* What you should do *
Since pictures are not wanted, repeat only the text of the records, word for word.

* Material supplied *
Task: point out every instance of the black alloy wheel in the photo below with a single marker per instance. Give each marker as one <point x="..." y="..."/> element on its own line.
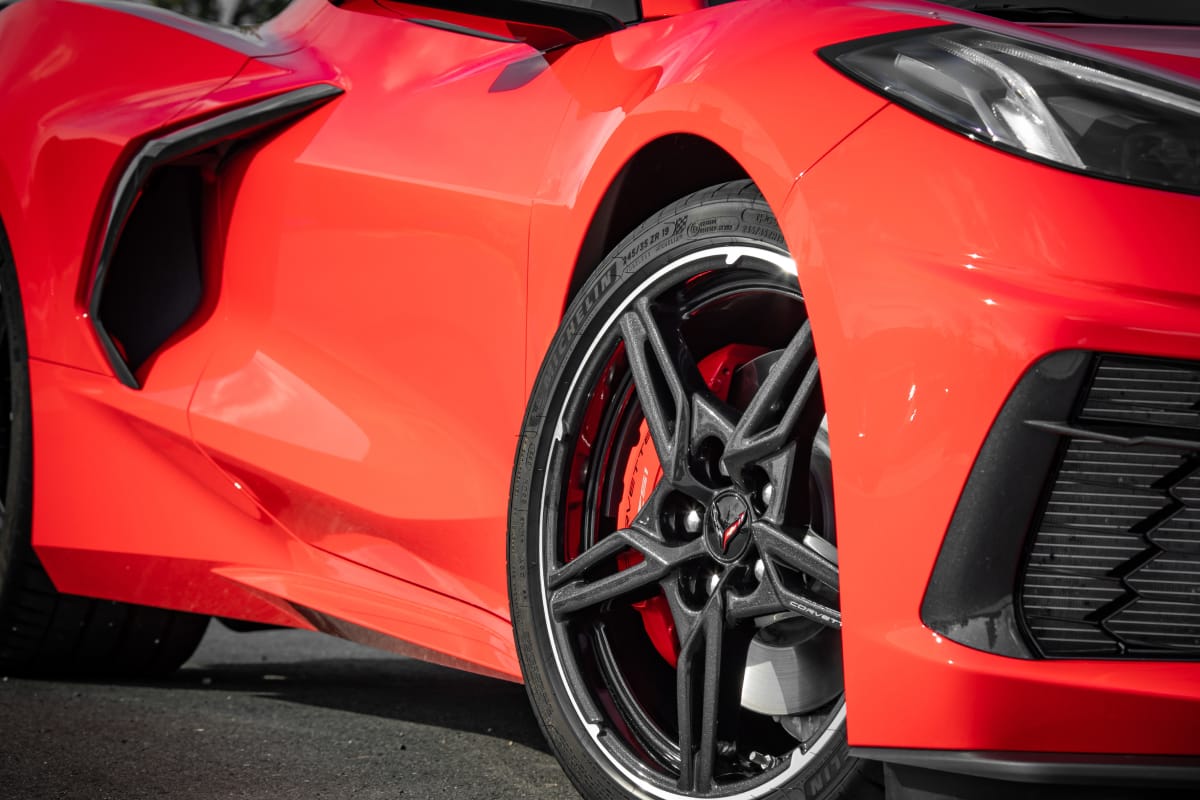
<point x="673" y="566"/>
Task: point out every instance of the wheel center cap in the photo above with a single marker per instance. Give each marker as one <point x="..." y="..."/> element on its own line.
<point x="727" y="527"/>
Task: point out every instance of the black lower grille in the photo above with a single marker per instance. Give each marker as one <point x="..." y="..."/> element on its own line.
<point x="1114" y="565"/>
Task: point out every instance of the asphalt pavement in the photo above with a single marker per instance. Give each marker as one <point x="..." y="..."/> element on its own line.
<point x="276" y="715"/>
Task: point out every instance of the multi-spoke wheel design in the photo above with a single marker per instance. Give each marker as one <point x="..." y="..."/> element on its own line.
<point x="673" y="547"/>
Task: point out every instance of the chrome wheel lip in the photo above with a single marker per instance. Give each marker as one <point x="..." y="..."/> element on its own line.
<point x="547" y="531"/>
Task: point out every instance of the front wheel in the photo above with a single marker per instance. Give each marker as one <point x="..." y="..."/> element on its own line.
<point x="673" y="567"/>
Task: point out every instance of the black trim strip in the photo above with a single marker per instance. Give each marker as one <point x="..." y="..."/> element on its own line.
<point x="1161" y="771"/>
<point x="171" y="146"/>
<point x="582" y="23"/>
<point x="970" y="597"/>
<point x="1113" y="434"/>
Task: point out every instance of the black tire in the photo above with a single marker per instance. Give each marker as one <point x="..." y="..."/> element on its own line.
<point x="703" y="277"/>
<point x="42" y="631"/>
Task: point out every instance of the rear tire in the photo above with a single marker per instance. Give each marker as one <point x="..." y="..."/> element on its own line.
<point x="43" y="631"/>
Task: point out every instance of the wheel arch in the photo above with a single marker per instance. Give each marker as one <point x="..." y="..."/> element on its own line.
<point x="661" y="172"/>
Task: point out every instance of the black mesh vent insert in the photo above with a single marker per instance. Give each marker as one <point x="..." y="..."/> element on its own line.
<point x="1114" y="567"/>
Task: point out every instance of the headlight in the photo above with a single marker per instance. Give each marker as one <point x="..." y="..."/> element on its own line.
<point x="1039" y="102"/>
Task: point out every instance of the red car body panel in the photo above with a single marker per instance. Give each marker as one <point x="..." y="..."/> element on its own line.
<point x="330" y="439"/>
<point x="923" y="382"/>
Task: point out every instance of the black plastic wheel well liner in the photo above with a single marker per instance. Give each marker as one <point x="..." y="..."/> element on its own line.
<point x="583" y="19"/>
<point x="154" y="192"/>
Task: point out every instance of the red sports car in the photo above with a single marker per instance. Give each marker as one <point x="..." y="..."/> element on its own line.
<point x="778" y="389"/>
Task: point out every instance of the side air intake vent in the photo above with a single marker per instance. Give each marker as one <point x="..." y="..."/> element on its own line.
<point x="154" y="282"/>
<point x="1114" y="565"/>
<point x="149" y="275"/>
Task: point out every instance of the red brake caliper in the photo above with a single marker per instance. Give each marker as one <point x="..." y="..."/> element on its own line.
<point x="643" y="473"/>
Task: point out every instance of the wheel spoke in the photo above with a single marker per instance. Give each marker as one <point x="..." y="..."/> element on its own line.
<point x="700" y="662"/>
<point x="813" y="555"/>
<point x="660" y="389"/>
<point x="573" y="593"/>
<point x="793" y="379"/>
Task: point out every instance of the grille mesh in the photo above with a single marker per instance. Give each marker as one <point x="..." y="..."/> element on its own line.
<point x="1114" y="569"/>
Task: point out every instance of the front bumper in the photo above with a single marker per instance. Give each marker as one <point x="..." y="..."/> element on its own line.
<point x="937" y="272"/>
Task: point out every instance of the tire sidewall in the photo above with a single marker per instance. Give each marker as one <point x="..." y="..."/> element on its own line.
<point x="708" y="220"/>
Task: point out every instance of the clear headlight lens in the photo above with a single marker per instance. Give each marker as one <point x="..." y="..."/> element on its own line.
<point x="1038" y="101"/>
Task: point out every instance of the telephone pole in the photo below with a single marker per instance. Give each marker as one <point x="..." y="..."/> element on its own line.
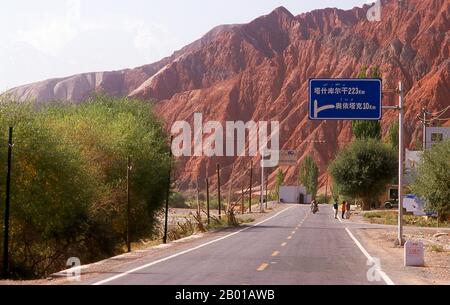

* Solution for this task *
Task: point out every instance of the black alloy wheel in the photo below with a single marker per instance. Give each marker as one <point x="..." y="..."/> element on its own line.
<point x="673" y="566"/>
Task: point out every instance of the wheel center cap in the photo above with a single marker per instance. Give each marker as one <point x="..." y="..."/> element on its own line.
<point x="727" y="527"/>
Task: point out every instance of the black lower grille in the photo above with a single marker per instance. Give each marker as one <point x="..." y="..."/> element on its own line.
<point x="1114" y="565"/>
Task: point out every instance of the asphalt pavement in the photo above with a single marker per instance. Give each marker as one <point x="..." y="..."/> element on its own line.
<point x="276" y="715"/>
Task: point out every instance of the multi-spoke wheel design in the photo above with a single marker per instance. Give each marker as one <point x="..." y="..."/> element on its own line.
<point x="673" y="547"/>
Task: point out every instance of the chrome wheel lip in the photo above with a single marker per instance. Give each marker as one <point x="..." y="..."/> element on its own line.
<point x="547" y="531"/>
Task: point out every instance of the front wheel in the photo above with a single marker per instance. Give each marker as one <point x="..." y="..."/> element on its own line.
<point x="673" y="567"/>
Task: point out every instance of the black trim strip in the photo above with a single marker per instance. Give each marker as one <point x="..." y="..."/> element on its own line.
<point x="1161" y="771"/>
<point x="171" y="146"/>
<point x="582" y="23"/>
<point x="970" y="597"/>
<point x="1113" y="434"/>
Task: point out every instance of the black tire in the photo above with a single marker per instance. Give each marker as one <point x="..." y="..."/> element on its own line.
<point x="703" y="277"/>
<point x="42" y="631"/>
Task: point out every instance of the rear tire in the photo above with a single marker per instance. Give each marker as one <point x="..." y="..."/> element on its own line.
<point x="43" y="631"/>
Task: point out every instance of the wheel arch in the photo above with a single marker per instance. Give each marker as one <point x="..." y="..."/> element on its own line.
<point x="661" y="172"/>
Task: point out every instance of the black mesh vent insert in the photo above with a single marker per instance. Give each marker as one <point x="..." y="..."/> element on its own line.
<point x="1114" y="567"/>
Task: point out every instance of the headlight in the photo above with a single marker per instance. Give each marker as one <point x="..." y="..."/> element on its own line.
<point x="1039" y="102"/>
Task: point out every instance of the red car body panel in the photo above with a single marker per instance. Give each marker as one <point x="..." y="..."/> element on its own line.
<point x="330" y="439"/>
<point x="923" y="382"/>
Task: point out every instance of the black plastic wheel well liner in the photo above with a single marker per instance. Give each marker as one <point x="..." y="..."/> element on its own line.
<point x="583" y="19"/>
<point x="154" y="192"/>
Task: point out every instance of the red sports car in the photo above with a single marker per instance. Give each marker as one <point x="..." y="..."/> element on its own line.
<point x="778" y="389"/>
Task: point out every instance of the side air intake vent in the photo above with a single marker per instance. Give each marker as one <point x="..." y="..."/> element on its own line.
<point x="154" y="282"/>
<point x="1114" y="565"/>
<point x="149" y="275"/>
Task: point out every instance of the red brake caliper in the photo above with a single marker per instance. Give each marker as one <point x="..." y="..."/> element on its own line.
<point x="643" y="473"/>
Task: point out every instance of the wheel spoke in the photo above with a single marker per instance. Give each marker as one <point x="..." y="..."/> element on its own line.
<point x="700" y="662"/>
<point x="813" y="555"/>
<point x="660" y="389"/>
<point x="573" y="593"/>
<point x="793" y="379"/>
Task: point out every instance of the grille mesh in the photo above with a single marker per instance. Give each marker as one <point x="..." y="..."/> element on its own line.
<point x="1114" y="569"/>
Task: point out every instance of the front bumper in the photo above with a single marker per instance. Give each marker as one <point x="..." y="..."/> element on its own line.
<point x="937" y="272"/>
Task: point out every instance of the tire sidewall in the photo above with a single marker per instance. Give each marker as one <point x="..." y="..."/> element on its own line.
<point x="708" y="220"/>
Task: point out every instance of the clear headlight lens in the photo above with a single marker per instance. Give each marker as one <point x="..." y="..."/> element on its own line.
<point x="1038" y="101"/>
Task: point out every instance of the telephone pole in the photo below with a single marker per instance. Give each marker as one <point x="..." y="..."/> element on its own line.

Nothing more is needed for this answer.